TASK DESCRIPTION>
Reproduce the listing word for word from its beginning through the line that contains "[(478, 536)]", including that line. Leave the pictures out of your copy.

(Some records)

==============================

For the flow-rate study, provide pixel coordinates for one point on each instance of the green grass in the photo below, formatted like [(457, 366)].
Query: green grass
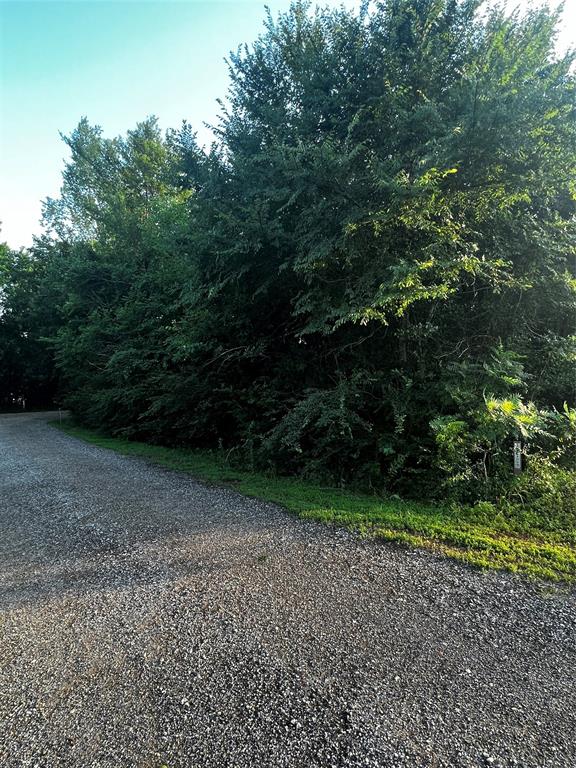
[(481, 536)]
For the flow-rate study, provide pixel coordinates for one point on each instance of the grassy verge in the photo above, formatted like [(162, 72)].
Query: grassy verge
[(478, 536)]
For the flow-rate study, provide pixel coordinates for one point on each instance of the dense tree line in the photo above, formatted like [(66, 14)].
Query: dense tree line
[(369, 277)]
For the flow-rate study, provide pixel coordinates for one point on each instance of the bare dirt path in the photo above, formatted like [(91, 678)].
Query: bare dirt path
[(148, 620)]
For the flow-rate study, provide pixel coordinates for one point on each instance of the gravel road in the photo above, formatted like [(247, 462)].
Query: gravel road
[(149, 620)]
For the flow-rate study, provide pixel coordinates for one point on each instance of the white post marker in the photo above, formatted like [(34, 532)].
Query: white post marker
[(517, 457)]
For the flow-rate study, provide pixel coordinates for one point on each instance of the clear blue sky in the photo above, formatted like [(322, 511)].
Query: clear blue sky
[(116, 62)]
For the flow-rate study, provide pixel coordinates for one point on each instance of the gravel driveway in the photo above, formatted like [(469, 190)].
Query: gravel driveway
[(149, 620)]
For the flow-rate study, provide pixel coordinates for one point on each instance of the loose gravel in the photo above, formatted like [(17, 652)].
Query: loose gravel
[(147, 620)]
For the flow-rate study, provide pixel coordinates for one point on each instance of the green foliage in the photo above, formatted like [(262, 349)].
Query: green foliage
[(369, 278), (529, 541)]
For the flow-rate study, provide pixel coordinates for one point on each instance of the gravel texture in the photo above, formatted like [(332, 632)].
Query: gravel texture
[(149, 620)]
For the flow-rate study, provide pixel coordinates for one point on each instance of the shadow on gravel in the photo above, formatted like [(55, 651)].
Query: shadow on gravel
[(75, 518)]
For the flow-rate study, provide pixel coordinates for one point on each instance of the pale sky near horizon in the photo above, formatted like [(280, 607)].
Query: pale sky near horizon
[(116, 62)]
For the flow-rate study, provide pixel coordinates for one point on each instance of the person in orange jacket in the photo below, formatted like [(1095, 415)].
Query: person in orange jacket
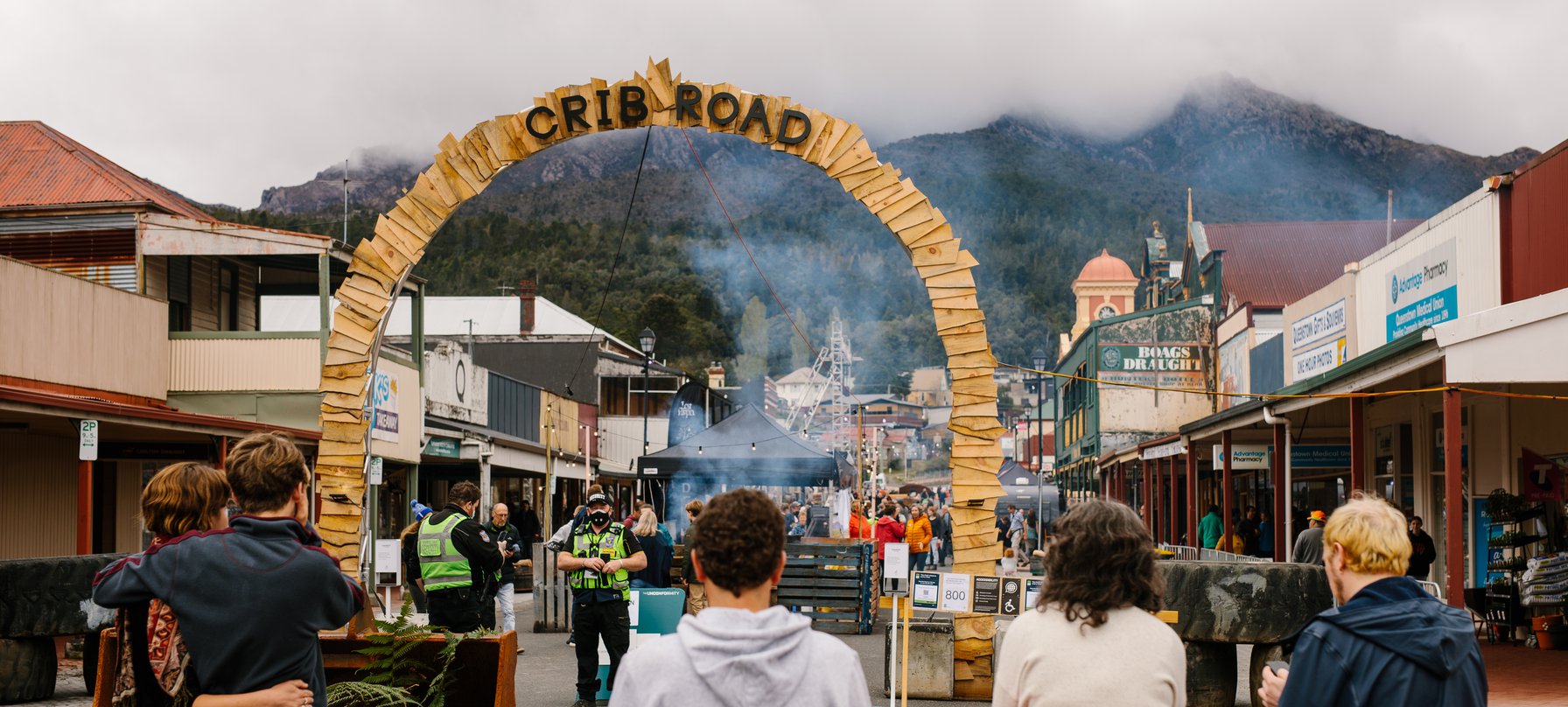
[(861, 524), (920, 538)]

==============================

REPLY TO THE EXERCISE>
For the flow-rate study, provide pixel coordinates for one point on each instance of the green grass in the photo below, formatted like [(457, 366)].
Query: green grass
[(481, 536)]
For the flow-rate study, provide pixel coordinates for one point on each instance of the grassy verge in the photo above, formatted like [(162, 72)].
Query: grassy verge
[(478, 536)]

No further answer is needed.